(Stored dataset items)
────────────────────

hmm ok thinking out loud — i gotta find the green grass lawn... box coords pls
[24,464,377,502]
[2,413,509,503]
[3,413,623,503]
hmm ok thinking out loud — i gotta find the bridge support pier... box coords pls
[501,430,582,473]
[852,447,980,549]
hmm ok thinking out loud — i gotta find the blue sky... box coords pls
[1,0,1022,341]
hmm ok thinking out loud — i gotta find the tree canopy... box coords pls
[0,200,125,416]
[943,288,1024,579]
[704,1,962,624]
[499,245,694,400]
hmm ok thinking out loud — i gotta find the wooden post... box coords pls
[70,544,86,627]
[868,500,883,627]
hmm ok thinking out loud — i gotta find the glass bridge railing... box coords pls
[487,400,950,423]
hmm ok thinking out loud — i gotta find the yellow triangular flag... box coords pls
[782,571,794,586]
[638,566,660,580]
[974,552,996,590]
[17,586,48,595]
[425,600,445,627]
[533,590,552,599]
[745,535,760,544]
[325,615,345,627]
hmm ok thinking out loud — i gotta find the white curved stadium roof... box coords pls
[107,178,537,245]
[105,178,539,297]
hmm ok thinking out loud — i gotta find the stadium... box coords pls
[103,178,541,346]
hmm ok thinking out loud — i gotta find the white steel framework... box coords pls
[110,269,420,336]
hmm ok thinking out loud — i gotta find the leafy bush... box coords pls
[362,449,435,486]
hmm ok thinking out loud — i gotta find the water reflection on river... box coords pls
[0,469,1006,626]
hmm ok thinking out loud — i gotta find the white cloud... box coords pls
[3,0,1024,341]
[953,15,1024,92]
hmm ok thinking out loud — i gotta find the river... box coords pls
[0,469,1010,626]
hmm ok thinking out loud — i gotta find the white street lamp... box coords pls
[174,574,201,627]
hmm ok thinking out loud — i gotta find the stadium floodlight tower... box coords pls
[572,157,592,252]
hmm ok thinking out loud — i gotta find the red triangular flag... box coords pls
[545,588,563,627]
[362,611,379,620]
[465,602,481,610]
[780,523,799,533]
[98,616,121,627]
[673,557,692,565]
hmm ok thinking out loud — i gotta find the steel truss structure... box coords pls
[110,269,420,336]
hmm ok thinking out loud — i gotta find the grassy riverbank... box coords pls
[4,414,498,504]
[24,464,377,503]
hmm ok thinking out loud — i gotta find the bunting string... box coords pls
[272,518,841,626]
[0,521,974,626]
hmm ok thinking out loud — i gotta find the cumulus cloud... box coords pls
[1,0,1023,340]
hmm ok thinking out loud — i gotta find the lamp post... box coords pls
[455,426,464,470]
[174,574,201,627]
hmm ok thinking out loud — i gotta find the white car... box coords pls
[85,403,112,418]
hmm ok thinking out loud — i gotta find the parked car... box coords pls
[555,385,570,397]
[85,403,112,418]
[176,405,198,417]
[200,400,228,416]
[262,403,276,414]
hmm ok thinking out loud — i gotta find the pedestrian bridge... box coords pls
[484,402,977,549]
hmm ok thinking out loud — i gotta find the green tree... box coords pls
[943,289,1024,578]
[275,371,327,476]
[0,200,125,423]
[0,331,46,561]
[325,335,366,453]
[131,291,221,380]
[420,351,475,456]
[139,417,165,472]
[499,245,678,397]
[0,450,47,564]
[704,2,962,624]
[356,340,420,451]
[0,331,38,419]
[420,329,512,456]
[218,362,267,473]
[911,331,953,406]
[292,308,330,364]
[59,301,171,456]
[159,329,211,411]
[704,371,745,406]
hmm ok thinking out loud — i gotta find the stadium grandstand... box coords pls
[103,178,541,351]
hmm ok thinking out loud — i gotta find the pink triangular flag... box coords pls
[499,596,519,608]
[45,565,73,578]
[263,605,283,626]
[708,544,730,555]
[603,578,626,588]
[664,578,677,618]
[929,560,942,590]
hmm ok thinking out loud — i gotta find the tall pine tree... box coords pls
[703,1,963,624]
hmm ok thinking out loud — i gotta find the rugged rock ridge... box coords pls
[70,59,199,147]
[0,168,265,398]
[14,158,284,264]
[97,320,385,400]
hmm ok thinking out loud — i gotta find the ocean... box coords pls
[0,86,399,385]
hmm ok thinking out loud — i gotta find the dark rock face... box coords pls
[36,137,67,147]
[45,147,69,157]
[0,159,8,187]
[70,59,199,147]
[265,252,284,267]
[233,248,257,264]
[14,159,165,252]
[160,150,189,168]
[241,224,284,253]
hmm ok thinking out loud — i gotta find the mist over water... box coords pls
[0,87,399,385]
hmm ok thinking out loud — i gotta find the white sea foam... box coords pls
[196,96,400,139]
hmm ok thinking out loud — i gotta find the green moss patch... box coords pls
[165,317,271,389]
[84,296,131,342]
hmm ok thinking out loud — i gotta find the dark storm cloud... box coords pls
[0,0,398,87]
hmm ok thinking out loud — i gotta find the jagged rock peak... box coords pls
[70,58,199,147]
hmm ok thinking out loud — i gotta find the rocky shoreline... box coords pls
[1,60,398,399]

────────────────────

# Goal of the exercise
All lines from the one with "hmm ok thinking out loud — i gotta find the pink" to the end of the entries above are to be written out exactly, the first and last included.

# Answer for the task
hmm ok thinking out loud — i gotta find the pink triangular flag... box coords pls
[499,596,519,608]
[45,565,73,578]
[263,605,283,626]
[708,544,730,555]
[603,578,626,588]
[664,578,677,618]
[929,560,942,590]
hmm ok thinking out loud — i gotta find the tall pine tree... box coords pls
[703,1,963,624]
hmm ok thinking out loud — i gotta find the rugged rock ridge... box coords pls
[70,59,199,147]
[0,168,265,398]
[14,158,284,264]
[97,320,385,400]
hmm ok thinking out loud — i gotta find the ocean... box coords pls
[0,86,399,385]
hmm ok thinking out loud — i gotta find the dark rock face... box coords pls
[36,137,67,147]
[45,147,69,157]
[0,159,8,187]
[70,59,199,147]
[265,252,284,267]
[233,248,257,264]
[14,159,165,252]
[160,150,189,168]
[241,224,284,253]
hmm ok thinking out loud — i gotta find the mist over water... box coords pls
[0,87,399,385]
hmm ok thinking out loud — i gotta find the white sea foam... box coords pls
[196,96,400,139]
hmm ok thinking out loud — i gotta find the green moss patch... box coords pls
[165,317,271,389]
[84,296,131,342]
hmm ok thinking out loud — i gotta find the dark storm cloud... box coords pls
[0,0,398,87]
hmm ok thinking out loud — i gotta find the jagged rock peak... box coords pls
[70,58,199,147]
hmm ok thinking out loud — i gotta find the rocky shoreline... box coords pls
[1,60,398,399]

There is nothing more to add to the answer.